Within the entries below, find every line that has the string "output", then copy it.
○ ○ ○ ○ ○
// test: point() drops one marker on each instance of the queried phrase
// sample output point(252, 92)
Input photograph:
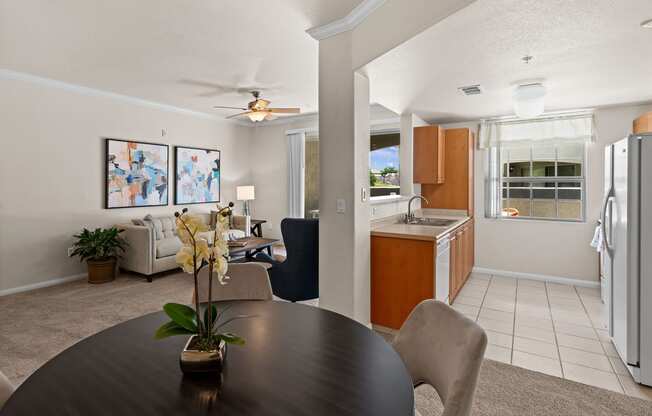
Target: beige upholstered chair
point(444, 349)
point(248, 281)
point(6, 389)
○ ○ ○ ○ ○
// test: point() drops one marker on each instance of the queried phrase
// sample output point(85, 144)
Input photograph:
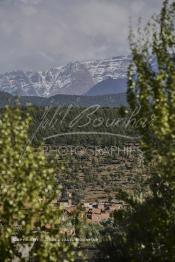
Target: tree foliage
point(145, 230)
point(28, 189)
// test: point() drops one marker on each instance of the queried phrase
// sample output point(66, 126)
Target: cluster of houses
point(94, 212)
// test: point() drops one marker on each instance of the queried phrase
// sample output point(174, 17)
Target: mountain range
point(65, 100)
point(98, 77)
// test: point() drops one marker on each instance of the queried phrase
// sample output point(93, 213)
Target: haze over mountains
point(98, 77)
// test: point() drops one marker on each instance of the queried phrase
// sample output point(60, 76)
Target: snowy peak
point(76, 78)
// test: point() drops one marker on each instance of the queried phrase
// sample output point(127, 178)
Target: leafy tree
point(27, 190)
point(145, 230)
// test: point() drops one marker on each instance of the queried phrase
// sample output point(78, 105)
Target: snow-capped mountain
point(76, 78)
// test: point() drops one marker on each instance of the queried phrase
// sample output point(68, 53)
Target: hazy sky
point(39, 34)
○ ○ ○ ○ ○
(REPLY TO THE TASK)
// sample output point(252, 92)
// sample output point(85, 144)
// sample output point(66, 126)
// sample output point(174, 17)
// sample output point(93, 213)
// sample output point(60, 76)
// sample output point(127, 178)
// sample output point(78, 105)
// sample output point(68, 53)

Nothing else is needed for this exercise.